→ What the task requires: Within the listing below, please show every line carrying the string "white".

****************************************

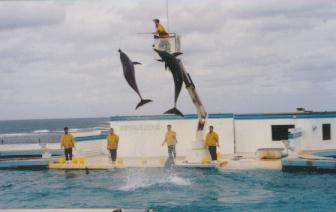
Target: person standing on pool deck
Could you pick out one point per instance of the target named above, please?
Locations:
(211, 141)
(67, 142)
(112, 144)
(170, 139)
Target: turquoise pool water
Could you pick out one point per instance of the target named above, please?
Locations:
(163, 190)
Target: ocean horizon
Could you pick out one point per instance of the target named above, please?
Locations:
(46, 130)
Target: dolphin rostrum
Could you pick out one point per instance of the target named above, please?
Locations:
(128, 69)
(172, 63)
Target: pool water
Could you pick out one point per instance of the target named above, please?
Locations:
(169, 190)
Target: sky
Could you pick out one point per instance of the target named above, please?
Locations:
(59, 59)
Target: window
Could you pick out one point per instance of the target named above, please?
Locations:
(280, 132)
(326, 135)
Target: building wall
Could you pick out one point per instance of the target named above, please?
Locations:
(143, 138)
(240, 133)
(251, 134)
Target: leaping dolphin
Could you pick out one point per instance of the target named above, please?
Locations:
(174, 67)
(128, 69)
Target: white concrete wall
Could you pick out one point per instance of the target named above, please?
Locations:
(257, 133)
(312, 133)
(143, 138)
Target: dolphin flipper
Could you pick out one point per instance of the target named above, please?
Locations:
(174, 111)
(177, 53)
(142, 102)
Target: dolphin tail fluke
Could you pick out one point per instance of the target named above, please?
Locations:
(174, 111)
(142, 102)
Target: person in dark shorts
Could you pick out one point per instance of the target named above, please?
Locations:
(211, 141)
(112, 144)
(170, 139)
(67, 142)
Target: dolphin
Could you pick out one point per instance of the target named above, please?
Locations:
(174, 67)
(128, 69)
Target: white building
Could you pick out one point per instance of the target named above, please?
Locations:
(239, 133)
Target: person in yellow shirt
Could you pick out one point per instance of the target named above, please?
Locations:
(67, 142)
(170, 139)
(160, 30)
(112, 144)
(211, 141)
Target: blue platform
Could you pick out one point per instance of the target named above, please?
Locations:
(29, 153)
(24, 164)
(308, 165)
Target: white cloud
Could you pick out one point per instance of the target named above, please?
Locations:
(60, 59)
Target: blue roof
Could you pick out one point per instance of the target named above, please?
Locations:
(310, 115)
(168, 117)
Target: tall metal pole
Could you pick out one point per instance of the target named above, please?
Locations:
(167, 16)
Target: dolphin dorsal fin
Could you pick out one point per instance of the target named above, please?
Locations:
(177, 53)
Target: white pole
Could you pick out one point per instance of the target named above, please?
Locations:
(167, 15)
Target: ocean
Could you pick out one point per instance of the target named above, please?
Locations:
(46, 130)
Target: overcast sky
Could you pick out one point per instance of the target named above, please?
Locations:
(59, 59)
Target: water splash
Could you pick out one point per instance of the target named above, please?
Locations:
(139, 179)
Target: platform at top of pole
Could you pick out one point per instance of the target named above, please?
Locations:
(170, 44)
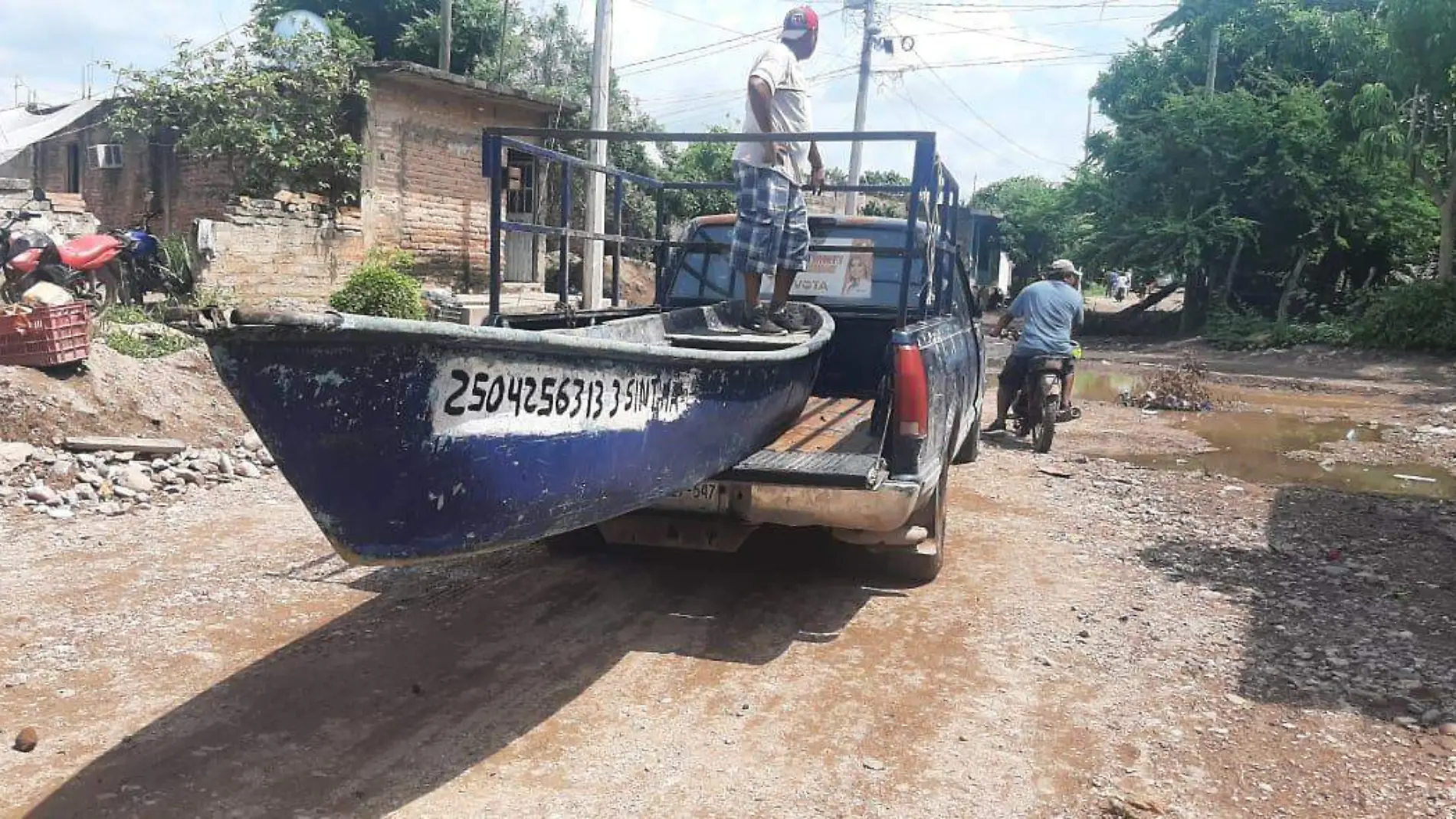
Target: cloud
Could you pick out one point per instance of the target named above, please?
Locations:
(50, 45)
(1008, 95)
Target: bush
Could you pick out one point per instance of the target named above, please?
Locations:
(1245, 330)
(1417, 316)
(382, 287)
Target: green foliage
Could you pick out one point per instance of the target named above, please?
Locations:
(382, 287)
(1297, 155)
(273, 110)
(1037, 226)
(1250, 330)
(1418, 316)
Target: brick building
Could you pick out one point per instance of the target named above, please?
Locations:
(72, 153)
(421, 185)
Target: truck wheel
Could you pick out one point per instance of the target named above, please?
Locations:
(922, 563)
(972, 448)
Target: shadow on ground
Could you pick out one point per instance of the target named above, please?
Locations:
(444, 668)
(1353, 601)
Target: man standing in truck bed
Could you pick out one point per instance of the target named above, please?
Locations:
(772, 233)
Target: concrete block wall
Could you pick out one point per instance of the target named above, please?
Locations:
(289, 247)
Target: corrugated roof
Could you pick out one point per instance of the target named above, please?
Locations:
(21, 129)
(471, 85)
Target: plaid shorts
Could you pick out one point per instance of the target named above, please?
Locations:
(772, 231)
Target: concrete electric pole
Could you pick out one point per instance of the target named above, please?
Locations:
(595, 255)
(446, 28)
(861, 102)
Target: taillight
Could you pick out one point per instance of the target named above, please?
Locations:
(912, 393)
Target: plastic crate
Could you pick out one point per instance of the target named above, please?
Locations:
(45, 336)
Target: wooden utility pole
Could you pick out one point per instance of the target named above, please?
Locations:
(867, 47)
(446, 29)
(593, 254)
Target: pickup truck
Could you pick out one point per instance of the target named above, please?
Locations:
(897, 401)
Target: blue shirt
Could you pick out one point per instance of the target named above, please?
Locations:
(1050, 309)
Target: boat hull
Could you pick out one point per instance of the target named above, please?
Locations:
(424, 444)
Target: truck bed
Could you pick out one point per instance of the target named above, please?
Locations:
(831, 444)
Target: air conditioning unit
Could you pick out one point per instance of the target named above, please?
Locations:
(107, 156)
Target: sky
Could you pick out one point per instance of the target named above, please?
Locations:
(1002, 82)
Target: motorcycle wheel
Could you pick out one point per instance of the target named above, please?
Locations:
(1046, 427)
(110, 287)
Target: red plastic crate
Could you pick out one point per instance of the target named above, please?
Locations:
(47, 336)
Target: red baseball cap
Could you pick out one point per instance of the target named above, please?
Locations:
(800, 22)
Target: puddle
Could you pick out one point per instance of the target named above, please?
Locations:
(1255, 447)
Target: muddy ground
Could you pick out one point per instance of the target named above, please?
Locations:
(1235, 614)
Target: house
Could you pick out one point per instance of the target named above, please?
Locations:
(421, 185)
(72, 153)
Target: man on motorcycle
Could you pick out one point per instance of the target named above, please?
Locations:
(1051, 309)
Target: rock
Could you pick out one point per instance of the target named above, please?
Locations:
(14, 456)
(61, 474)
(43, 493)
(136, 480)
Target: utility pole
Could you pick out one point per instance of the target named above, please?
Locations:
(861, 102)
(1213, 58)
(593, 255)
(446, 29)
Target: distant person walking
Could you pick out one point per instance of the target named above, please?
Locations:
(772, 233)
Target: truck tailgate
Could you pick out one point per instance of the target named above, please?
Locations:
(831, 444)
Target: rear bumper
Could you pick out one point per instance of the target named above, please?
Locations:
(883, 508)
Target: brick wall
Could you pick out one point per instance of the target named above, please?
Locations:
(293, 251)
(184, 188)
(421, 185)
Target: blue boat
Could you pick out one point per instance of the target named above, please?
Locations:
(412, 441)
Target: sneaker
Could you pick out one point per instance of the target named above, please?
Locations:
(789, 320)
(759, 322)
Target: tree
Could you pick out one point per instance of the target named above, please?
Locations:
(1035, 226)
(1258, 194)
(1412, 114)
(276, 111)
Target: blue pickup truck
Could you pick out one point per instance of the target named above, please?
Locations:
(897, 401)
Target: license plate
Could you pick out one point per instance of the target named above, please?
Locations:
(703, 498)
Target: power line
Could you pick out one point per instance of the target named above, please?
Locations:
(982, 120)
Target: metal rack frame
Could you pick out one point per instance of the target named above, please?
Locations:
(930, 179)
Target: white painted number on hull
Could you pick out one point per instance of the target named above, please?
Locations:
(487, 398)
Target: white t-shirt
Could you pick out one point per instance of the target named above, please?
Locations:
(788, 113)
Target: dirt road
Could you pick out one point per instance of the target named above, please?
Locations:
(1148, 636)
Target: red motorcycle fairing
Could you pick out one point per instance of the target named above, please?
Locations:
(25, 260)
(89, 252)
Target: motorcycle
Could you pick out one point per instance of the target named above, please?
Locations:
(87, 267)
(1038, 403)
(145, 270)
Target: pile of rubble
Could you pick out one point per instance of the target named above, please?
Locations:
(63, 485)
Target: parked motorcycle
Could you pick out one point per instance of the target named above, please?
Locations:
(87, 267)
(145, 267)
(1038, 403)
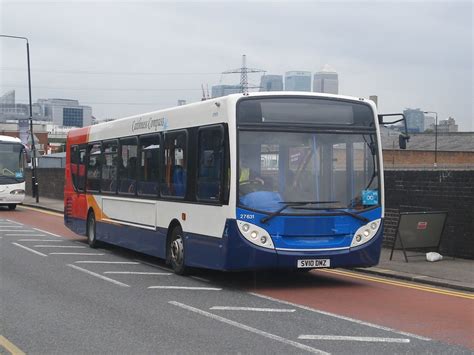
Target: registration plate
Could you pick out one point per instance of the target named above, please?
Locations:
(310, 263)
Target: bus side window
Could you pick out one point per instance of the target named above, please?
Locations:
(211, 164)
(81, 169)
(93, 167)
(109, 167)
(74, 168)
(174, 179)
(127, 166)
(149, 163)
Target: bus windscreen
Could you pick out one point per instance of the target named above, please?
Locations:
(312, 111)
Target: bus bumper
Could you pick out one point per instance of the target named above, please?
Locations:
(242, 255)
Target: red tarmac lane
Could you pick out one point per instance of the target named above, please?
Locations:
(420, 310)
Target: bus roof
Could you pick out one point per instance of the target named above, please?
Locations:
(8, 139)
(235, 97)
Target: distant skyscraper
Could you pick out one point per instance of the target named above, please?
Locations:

****************************************

→ Task result:
Target: white concrete wall
Target: white building
Target: white cloud
Target: white pole
Target: white painted number on hull
Target: white t-shirt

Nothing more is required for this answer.